§ **Given task**:
Can you copy out the part of the SPSP fishing thread below that begins at the words "Since the rumor" and stops after "checked for licenses."?

--- start Text shown ---

# SPSP Sunday Feb. 22



## Orest (Jul 28, 2003)

Will be there.

Fish or no fish got to get out.

Suppose to warm and breezy.


----------



## Hat80 (Sep 22, 2002)

*I wanted to go today....*

No bloodworms to be found anyplace. Everyone said it would be three weeks to a month before their first shipment. .....Tightlines


----------



## Anthony (Jul 3, 2002)

Did you try the dreaded Anglers?


----------



## TunaFish (Aug 16, 2001)

*Wormies*

Holiday Sports has them....


----------



## Hat80 (Sep 22, 2002)

*Bloodworms, hummm?*

Yesterday morn. they told me it would be at least three weeks. ....Tightlines


----------



## TunaFish (Aug 16, 2001)

*What???*

I got me a cup from them last Saturday.


----------



## TunaFish (Aug 16, 2001)

*Hat, they have'um*

I just called Holiday Sports to see what the real scoop is. I spoke to Bob and he says he has plenty bloodworms....


----------



## fisherman8876 (Aug 31, 2003)

clyde's had them this morning


----------



## inawe (May 24, 2003)

Clyde aint wanna fish today , he had ta get that purty woman out that dern boat


----------



## Hat80 (Sep 22, 2002)

*Must have been some*

of that knuckle head help Bob has now. I'll be headed over there and onto SPSP one day this week. When I get to Holidays that joker is going to get a foot in his @ss!  Yesterday was to nice to be doing yardwork.....Tightlines & Thanks


----------



## inawe (May 24, 2003)

yeah [Today was too ] Now im gon have ta go tomorrow hat


----------



## Orest (Jul 28, 2003)

*SPSP Sunday morning.*

Felt nice to be back on the water, real good.

Since the rumor about blood worm not be available, I used some smelt and squid with bunker oil. Nothing, it did look like one of the smelt had been hit.

The was only 2 other guys fishing the point and they were catching that big monster out of the point.

Picked up trash around my area.

Ranger came by and checked for licenses.

Have to call Warrens and see if they have blood's.


----------



## murphman (Sep 4, 2003)

*Feels Great*

Orest,
I know how you feel. Yesterday was great, catching a few fish eas only secondary to fixing Liam's birds nests and tying and re-tying lures all day. I wish I was out there again today! Murph


----------



## Orest (Jul 28, 2003)

Was just thinking about taking off early one day this week and hitting SPSP for a couple of hours.

It's only about 25 mile from where I catch the commuter train to DC; just pack the truck the night before and catch the 12:20 train out of DC back to the Odenton, where I catch the train at and I can be at SPSP by 1:30.

--- end Text shown ---
--- start Stored data ---

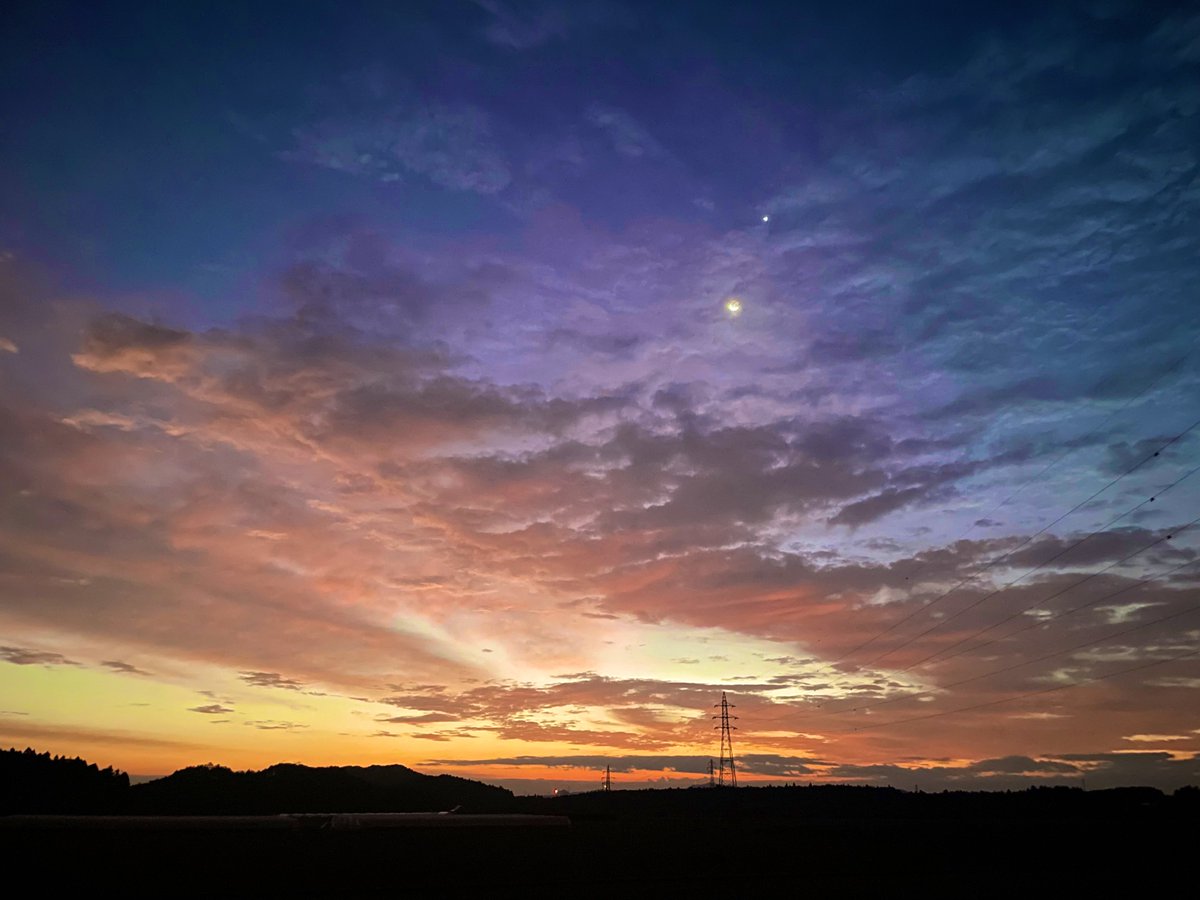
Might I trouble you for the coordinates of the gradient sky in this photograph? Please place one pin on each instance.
(367, 391)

--- end Stored data ---

§ **Task output**:
Since the rumor about blood worm not be available, I used some smelt and squid with bunker oil. Nothing, it did look like one of the smelt had been hit.

The was only 2 other guys fishing the point and they were catching that big monster out of the point.

Picked up trash around my area.

Ranger came by and checked for licenses.